REQUIRED WORK:
In the records below, find each line that holds "black" and return it.

AVAILABLE DATA:
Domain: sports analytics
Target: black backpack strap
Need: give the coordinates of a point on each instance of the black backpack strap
...
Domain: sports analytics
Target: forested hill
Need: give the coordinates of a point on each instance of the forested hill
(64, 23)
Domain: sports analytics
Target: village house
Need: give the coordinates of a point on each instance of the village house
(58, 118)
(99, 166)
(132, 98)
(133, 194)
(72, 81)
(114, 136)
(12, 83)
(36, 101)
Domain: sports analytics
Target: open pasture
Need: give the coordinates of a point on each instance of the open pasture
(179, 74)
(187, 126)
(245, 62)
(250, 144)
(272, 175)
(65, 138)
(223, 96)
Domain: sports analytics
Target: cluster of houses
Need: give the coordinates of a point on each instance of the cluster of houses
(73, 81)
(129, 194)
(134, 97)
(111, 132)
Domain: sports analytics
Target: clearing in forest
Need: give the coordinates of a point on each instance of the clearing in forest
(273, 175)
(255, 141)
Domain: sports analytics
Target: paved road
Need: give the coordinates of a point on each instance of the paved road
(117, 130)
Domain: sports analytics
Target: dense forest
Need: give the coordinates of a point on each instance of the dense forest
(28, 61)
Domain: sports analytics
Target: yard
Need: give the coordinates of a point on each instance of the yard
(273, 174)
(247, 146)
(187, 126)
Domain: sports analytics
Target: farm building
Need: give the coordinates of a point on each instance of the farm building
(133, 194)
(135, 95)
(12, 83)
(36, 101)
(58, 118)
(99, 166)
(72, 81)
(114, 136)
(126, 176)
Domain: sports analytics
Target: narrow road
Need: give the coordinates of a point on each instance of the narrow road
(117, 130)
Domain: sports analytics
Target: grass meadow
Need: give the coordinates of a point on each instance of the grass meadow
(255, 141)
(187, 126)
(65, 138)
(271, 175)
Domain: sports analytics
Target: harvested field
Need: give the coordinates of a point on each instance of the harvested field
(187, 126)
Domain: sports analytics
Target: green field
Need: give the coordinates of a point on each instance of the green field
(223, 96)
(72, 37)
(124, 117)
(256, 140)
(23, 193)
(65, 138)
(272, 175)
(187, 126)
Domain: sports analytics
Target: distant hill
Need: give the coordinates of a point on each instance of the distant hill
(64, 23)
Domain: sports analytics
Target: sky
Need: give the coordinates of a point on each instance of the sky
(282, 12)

COMPLETED EXERCISE:
Target: black backpack strap
Need: give the coordinates of a point on each instance of the black backpack strap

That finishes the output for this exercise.